**YOUR GOAL:** Locate each line below that contains the word "positive", and copy every such line.

**RECORDS FOR PROCESSING:**
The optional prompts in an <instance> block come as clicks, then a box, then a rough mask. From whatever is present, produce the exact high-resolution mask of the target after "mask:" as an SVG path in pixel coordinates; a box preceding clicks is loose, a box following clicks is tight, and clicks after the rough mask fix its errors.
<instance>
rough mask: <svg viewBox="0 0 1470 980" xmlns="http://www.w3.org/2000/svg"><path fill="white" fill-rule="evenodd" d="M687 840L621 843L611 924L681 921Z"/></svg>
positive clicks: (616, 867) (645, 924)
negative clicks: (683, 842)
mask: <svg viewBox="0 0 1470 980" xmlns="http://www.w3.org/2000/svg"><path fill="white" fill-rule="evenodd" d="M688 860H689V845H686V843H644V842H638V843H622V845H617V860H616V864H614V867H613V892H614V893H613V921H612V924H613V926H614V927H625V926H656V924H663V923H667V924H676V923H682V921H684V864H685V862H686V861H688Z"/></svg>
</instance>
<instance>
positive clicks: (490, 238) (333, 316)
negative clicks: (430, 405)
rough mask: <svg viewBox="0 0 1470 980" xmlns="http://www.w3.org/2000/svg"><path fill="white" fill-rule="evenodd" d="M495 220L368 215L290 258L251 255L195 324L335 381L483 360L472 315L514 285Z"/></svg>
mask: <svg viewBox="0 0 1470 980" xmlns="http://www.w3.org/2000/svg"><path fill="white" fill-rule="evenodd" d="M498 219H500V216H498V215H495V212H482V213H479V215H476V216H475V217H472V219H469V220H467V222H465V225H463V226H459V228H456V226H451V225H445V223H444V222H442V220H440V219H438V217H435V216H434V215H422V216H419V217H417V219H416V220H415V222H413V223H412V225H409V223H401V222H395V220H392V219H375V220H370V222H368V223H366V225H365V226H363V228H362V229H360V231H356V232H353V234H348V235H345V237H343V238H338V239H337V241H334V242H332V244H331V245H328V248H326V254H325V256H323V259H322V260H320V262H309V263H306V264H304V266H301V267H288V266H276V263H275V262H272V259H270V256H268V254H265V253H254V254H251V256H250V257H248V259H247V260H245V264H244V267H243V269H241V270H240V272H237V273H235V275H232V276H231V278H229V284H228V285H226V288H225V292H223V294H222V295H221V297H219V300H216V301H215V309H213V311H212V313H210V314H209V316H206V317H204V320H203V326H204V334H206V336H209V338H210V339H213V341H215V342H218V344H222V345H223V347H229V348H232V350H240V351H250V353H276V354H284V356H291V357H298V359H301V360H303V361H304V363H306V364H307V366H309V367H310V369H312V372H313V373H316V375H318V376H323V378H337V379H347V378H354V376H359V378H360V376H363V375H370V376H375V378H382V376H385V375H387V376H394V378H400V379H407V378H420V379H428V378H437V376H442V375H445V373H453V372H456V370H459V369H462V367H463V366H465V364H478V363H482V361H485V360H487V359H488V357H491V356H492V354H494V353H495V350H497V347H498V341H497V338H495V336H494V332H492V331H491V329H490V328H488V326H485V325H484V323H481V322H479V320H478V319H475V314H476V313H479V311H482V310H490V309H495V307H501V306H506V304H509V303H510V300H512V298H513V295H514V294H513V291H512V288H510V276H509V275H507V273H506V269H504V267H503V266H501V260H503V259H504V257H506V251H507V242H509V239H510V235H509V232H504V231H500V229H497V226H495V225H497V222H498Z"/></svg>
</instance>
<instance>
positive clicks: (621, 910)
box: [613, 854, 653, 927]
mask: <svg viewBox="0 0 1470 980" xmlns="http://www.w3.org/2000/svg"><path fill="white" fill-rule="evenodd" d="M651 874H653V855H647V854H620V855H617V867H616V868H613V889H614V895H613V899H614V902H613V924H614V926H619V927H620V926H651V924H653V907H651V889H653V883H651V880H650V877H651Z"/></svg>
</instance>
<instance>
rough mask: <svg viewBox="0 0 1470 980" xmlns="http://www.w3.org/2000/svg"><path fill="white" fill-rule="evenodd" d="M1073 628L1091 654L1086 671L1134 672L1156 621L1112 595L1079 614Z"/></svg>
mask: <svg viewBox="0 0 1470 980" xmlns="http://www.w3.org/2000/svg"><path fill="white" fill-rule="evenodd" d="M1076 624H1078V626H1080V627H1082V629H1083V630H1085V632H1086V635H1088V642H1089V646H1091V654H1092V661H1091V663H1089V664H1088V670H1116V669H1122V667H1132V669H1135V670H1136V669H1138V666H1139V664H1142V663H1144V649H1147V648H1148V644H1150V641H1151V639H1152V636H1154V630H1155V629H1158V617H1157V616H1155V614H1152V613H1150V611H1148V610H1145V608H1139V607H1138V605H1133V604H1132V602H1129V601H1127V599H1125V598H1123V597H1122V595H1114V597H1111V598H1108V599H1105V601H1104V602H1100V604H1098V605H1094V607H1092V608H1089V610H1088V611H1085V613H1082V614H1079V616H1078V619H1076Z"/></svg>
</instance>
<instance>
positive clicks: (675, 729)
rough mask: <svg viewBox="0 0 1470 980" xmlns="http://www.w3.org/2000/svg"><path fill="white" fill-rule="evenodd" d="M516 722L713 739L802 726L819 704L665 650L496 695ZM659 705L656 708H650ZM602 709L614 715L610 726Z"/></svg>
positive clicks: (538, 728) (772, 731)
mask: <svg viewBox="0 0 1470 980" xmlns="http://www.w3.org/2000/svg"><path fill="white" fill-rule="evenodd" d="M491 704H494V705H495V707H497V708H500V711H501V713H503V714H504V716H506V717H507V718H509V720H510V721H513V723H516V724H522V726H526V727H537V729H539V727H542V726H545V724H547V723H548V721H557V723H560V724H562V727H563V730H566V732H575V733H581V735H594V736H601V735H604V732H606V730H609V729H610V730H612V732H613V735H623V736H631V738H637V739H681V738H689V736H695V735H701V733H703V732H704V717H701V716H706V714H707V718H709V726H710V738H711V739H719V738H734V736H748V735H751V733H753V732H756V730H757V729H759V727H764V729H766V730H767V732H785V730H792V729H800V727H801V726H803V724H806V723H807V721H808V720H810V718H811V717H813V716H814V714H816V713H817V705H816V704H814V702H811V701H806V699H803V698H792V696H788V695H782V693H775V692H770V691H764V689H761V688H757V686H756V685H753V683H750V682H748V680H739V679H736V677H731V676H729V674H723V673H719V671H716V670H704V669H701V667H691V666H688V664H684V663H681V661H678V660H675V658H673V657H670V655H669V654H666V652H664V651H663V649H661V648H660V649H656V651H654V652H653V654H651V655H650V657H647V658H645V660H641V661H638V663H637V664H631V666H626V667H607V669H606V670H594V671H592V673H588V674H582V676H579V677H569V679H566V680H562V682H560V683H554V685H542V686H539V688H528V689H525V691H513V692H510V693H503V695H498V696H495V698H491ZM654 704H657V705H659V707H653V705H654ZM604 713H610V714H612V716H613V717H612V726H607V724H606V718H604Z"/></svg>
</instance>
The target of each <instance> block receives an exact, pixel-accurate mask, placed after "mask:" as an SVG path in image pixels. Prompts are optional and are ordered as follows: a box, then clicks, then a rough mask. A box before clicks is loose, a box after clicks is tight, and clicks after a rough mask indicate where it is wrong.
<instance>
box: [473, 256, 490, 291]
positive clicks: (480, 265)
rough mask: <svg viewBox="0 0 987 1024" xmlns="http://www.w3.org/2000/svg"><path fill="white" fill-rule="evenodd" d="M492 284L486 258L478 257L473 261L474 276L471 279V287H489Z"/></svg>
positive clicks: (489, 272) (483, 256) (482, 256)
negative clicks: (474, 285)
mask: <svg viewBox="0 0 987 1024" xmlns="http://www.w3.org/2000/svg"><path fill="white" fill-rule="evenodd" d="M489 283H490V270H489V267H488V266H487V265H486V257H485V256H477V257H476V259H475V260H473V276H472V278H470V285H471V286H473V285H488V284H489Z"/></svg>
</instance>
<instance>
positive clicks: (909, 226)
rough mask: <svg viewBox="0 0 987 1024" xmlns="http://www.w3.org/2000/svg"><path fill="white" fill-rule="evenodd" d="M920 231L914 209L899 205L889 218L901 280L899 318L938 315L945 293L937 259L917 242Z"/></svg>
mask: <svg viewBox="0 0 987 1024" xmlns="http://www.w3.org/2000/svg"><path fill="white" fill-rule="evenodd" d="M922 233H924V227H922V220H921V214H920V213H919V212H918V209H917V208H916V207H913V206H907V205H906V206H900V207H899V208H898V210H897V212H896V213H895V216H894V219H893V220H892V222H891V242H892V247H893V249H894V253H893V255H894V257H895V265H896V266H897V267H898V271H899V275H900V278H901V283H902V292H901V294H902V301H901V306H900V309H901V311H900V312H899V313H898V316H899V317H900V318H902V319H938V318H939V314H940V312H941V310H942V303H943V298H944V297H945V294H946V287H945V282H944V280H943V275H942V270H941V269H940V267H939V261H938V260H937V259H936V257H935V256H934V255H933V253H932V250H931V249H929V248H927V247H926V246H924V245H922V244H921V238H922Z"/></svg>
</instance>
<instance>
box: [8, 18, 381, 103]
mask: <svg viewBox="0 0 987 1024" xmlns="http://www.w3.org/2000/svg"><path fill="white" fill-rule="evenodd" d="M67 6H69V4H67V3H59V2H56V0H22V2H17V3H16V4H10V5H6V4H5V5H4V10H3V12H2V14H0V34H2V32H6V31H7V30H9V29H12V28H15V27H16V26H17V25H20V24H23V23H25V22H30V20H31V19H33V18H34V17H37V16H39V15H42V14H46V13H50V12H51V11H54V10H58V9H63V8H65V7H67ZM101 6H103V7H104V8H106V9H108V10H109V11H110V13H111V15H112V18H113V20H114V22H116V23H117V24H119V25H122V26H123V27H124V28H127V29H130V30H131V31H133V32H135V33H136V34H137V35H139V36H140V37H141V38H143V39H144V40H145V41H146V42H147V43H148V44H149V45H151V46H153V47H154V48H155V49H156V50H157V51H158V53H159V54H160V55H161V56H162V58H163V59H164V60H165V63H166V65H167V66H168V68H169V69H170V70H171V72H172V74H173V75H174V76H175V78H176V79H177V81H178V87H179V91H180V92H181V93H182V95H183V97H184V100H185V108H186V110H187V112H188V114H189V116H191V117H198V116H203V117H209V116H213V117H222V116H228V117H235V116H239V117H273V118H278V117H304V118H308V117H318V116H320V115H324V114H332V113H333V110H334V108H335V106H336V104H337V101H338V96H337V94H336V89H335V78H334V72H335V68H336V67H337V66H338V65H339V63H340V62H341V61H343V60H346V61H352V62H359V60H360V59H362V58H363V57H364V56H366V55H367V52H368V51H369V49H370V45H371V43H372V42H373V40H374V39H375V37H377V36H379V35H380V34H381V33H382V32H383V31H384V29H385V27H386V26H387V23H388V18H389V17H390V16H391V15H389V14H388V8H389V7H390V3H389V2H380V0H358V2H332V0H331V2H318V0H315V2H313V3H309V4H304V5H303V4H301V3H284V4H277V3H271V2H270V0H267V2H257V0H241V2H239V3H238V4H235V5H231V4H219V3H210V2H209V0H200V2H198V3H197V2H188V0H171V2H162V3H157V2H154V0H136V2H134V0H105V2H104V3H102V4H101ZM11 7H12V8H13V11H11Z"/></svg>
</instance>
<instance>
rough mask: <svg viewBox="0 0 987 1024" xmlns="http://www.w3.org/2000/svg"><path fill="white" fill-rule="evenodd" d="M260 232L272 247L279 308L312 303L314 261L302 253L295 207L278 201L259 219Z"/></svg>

**ANSWER SPACE:**
positive clicks: (616, 867) (645, 924)
positive clicks: (490, 238) (333, 316)
positive clicks: (621, 910)
positive clicks: (675, 729)
positive clicks: (538, 728) (772, 731)
positive clicks: (480, 265)
positive clicks: (489, 272) (483, 256) (482, 256)
positive clicks: (909, 226)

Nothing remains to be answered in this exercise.